Content starts

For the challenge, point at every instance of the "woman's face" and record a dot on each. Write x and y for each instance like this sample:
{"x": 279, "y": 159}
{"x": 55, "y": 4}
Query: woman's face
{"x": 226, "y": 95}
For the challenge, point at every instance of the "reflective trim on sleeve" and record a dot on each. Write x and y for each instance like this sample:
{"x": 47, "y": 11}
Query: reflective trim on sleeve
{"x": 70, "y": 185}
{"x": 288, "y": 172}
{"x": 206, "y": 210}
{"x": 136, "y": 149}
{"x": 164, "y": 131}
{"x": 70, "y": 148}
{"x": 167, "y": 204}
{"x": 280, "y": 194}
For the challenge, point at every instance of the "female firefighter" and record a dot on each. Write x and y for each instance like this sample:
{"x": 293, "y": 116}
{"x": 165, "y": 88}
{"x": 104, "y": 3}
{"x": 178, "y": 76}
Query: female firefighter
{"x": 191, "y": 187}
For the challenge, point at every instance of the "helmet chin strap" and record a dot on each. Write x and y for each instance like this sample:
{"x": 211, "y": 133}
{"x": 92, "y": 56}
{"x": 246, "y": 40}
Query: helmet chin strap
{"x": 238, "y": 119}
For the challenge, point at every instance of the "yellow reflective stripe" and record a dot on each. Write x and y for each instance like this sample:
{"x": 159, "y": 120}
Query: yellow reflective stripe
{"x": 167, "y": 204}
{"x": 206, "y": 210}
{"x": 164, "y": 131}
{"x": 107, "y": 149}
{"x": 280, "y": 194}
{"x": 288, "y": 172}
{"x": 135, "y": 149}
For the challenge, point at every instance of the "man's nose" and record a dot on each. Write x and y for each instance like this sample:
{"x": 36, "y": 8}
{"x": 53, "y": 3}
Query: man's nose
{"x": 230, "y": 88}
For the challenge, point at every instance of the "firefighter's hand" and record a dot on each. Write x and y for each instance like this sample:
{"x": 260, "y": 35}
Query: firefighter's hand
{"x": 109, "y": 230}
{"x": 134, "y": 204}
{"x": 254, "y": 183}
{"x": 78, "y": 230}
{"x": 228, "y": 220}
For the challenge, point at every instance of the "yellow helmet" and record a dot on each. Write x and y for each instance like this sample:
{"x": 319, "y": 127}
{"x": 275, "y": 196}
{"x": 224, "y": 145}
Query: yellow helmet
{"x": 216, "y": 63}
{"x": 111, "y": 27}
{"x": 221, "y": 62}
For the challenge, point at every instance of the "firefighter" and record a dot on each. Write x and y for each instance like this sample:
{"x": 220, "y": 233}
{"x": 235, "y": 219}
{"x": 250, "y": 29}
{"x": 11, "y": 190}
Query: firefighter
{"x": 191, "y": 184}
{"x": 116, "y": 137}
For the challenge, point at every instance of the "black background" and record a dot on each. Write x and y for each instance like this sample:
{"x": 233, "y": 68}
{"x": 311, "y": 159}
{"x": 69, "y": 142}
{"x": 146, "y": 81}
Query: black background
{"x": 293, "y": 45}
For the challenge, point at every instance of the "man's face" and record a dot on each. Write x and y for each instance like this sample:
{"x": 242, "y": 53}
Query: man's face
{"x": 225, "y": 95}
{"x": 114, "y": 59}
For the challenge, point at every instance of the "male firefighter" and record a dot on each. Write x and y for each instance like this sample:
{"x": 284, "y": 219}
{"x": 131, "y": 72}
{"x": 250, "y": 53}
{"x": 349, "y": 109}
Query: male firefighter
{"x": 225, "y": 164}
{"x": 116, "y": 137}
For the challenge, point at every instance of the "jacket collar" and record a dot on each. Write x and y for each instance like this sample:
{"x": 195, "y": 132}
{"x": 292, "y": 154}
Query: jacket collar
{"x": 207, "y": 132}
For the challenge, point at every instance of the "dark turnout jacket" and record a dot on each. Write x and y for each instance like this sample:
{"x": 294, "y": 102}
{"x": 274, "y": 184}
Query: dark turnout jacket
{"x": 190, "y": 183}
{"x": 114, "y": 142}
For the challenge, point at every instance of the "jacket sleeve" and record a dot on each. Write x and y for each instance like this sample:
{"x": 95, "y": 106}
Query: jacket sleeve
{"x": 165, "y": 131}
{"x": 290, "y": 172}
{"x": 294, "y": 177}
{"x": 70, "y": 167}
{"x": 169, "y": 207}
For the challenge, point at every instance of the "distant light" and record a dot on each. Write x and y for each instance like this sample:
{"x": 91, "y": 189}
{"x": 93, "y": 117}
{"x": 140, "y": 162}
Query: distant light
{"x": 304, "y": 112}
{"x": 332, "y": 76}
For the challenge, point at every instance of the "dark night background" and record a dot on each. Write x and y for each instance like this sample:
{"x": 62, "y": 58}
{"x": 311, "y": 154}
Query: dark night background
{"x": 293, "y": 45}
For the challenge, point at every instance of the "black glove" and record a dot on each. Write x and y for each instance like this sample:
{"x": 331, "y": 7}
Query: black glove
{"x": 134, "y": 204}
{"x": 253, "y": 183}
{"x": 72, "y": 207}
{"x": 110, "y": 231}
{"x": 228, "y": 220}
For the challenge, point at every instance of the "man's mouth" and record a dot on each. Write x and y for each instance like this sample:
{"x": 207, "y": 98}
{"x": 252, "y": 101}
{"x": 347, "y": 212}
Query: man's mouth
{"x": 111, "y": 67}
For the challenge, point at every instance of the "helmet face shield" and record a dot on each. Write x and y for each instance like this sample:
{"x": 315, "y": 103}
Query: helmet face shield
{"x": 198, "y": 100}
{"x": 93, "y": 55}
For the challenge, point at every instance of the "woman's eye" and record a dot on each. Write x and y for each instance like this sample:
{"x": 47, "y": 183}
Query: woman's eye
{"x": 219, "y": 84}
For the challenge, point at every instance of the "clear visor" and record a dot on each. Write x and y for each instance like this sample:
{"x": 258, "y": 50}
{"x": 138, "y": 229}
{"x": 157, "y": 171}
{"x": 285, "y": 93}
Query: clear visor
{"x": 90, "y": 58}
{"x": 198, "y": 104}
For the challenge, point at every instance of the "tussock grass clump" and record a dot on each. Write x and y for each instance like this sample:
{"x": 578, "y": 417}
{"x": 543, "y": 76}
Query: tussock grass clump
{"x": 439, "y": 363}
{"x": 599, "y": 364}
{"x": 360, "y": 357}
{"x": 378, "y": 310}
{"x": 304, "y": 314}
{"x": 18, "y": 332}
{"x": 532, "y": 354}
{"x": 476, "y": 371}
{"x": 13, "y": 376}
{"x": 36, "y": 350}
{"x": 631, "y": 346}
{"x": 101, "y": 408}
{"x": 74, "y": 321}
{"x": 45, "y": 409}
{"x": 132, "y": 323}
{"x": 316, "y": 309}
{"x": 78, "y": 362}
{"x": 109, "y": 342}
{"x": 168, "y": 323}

Content ends

- _Problem to work on_:
Using the data above, return each line exactly as written.

- _Solved problem_:
For the challenge, point at every instance of the "woman's face" and record a dot on each. Write x and y for each instance like this sample:
{"x": 279, "y": 159}
{"x": 55, "y": 4}
Query: woman's face
{"x": 226, "y": 95}
For the challenge, point at every instance of the "reflective trim on sleeve" and record a dot on each. Write x and y for each instance like this sample:
{"x": 47, "y": 11}
Query: reflective trim on sleeve
{"x": 70, "y": 185}
{"x": 288, "y": 172}
{"x": 206, "y": 210}
{"x": 136, "y": 149}
{"x": 164, "y": 131}
{"x": 70, "y": 148}
{"x": 167, "y": 204}
{"x": 280, "y": 194}
For the challenge, point at every instance of the "female firefighter" and record a dot on each. Write x and y for each instance like this sample:
{"x": 293, "y": 116}
{"x": 165, "y": 88}
{"x": 104, "y": 3}
{"x": 178, "y": 76}
Query: female firefighter
{"x": 191, "y": 187}
For the challenge, point at every instance of the "helmet chin strap" and record a dot on each. Write x and y for each instance like this sample:
{"x": 211, "y": 133}
{"x": 92, "y": 56}
{"x": 246, "y": 40}
Query: helmet chin strap
{"x": 238, "y": 119}
For the challenge, point at every instance of the "yellow reflective stripe" and record a dot on each. Write x and y for each instance like this sample:
{"x": 159, "y": 120}
Query: yellow reflective stripe
{"x": 167, "y": 204}
{"x": 206, "y": 210}
{"x": 164, "y": 131}
{"x": 107, "y": 149}
{"x": 280, "y": 194}
{"x": 288, "y": 172}
{"x": 135, "y": 149}
For the challenge, point at every instance of the "man's nose" and record a dot on each. Write x and y for each instance like this sample:
{"x": 36, "y": 8}
{"x": 53, "y": 3}
Query: man's nose
{"x": 230, "y": 88}
For the challenge, point at every instance of the "firefighter's hand" and record a dot on each. Write x and y for each instance like this sample:
{"x": 260, "y": 35}
Query: firefighter's hand
{"x": 109, "y": 230}
{"x": 134, "y": 204}
{"x": 254, "y": 183}
{"x": 78, "y": 230}
{"x": 228, "y": 220}
For the challenge, point at every instance of the "yellow helmet" and record a dot on each. Write x and y for each instance like this sample:
{"x": 319, "y": 127}
{"x": 275, "y": 196}
{"x": 224, "y": 145}
Query: yellow helmet
{"x": 216, "y": 63}
{"x": 111, "y": 27}
{"x": 221, "y": 62}
For the challenge, point at every instance of the "firefighter" and record a dot on each. Write x and y for each instance like this sample:
{"x": 220, "y": 233}
{"x": 235, "y": 219}
{"x": 250, "y": 29}
{"x": 11, "y": 190}
Query: firefighter
{"x": 191, "y": 184}
{"x": 116, "y": 137}
For the challenge, point at every instance of the "black background" and record a dot on each. Write x and y for each instance like this sample:
{"x": 233, "y": 68}
{"x": 311, "y": 159}
{"x": 69, "y": 142}
{"x": 146, "y": 81}
Query: black background
{"x": 293, "y": 45}
For the challenge, point at every instance of the "man's face" and record a dot on each. Write x and y for each instance like this sample:
{"x": 242, "y": 53}
Query: man's face
{"x": 225, "y": 95}
{"x": 114, "y": 59}
For the challenge, point at every instance of the "male firefighter" and record a dot on each. Write x and y for each instance like this sample:
{"x": 284, "y": 219}
{"x": 131, "y": 72}
{"x": 250, "y": 53}
{"x": 349, "y": 109}
Query: male firefighter
{"x": 225, "y": 164}
{"x": 116, "y": 137}
For the challenge, point at every instance of the "jacket collar" and record a dot on each. Write x and y for each instance like this sample:
{"x": 195, "y": 132}
{"x": 292, "y": 154}
Query: jacket collar
{"x": 207, "y": 132}
For the challenge, point at every instance of the "dark turnout jacket" and record a dot on each. Write x and y for each instance like this sample:
{"x": 294, "y": 102}
{"x": 274, "y": 184}
Query: dark turnout jacket
{"x": 190, "y": 183}
{"x": 114, "y": 142}
For the challenge, point at every instance of the "jacket sleeve" and record a dot on each. Write x and y for each instance like this sample:
{"x": 95, "y": 106}
Query: jacket sleeve
{"x": 165, "y": 131}
{"x": 290, "y": 172}
{"x": 294, "y": 177}
{"x": 70, "y": 167}
{"x": 169, "y": 207}
For the challenge, point at every instance of the "distant light" and record a dot on each. Write x and y for each instance like this sample:
{"x": 91, "y": 189}
{"x": 93, "y": 117}
{"x": 140, "y": 162}
Query: distant light
{"x": 304, "y": 112}
{"x": 332, "y": 76}
For the challenge, point at every instance of the "dark night background" and record a dot on each. Write x and y for each instance like this sample:
{"x": 62, "y": 58}
{"x": 311, "y": 154}
Query: dark night background
{"x": 293, "y": 45}
For the challenge, point at every instance of the "black glove" and record a dot on each. Write x and y for each instance like this sample:
{"x": 331, "y": 7}
Query: black glove
{"x": 134, "y": 204}
{"x": 253, "y": 183}
{"x": 72, "y": 207}
{"x": 110, "y": 231}
{"x": 228, "y": 220}
For the challenge, point at every instance of the "man's mouth" and record a dot on each. Write x and y for each instance like this sample:
{"x": 207, "y": 98}
{"x": 252, "y": 101}
{"x": 347, "y": 212}
Query: man's mouth
{"x": 111, "y": 67}
For the challenge, point at every instance of the "helmet face shield" and record a dot on each. Write x and y for each instance like this sample:
{"x": 315, "y": 103}
Query: helmet face shield
{"x": 198, "y": 100}
{"x": 93, "y": 55}
For the challenge, point at every instance of the "woman's eye" and record a dot on each. Write x and y for each instance like this sample:
{"x": 47, "y": 183}
Query: woman's eye
{"x": 219, "y": 84}
For the challenge, point at every instance of the "clear visor" and record a dot on each. Write x and y for each instance like this sample:
{"x": 258, "y": 50}
{"x": 138, "y": 229}
{"x": 157, "y": 171}
{"x": 285, "y": 93}
Query: clear visor
{"x": 90, "y": 58}
{"x": 198, "y": 104}
For the challenge, point at every instance of the "tussock grass clump" and record a dot on each. Write x and y for each instance like this sample:
{"x": 578, "y": 417}
{"x": 543, "y": 76}
Query: tussock grass clump
{"x": 439, "y": 363}
{"x": 599, "y": 364}
{"x": 360, "y": 357}
{"x": 378, "y": 310}
{"x": 304, "y": 314}
{"x": 18, "y": 332}
{"x": 532, "y": 354}
{"x": 476, "y": 371}
{"x": 13, "y": 376}
{"x": 36, "y": 350}
{"x": 631, "y": 346}
{"x": 101, "y": 408}
{"x": 74, "y": 321}
{"x": 45, "y": 409}
{"x": 132, "y": 323}
{"x": 316, "y": 309}
{"x": 78, "y": 362}
{"x": 109, "y": 342}
{"x": 168, "y": 323}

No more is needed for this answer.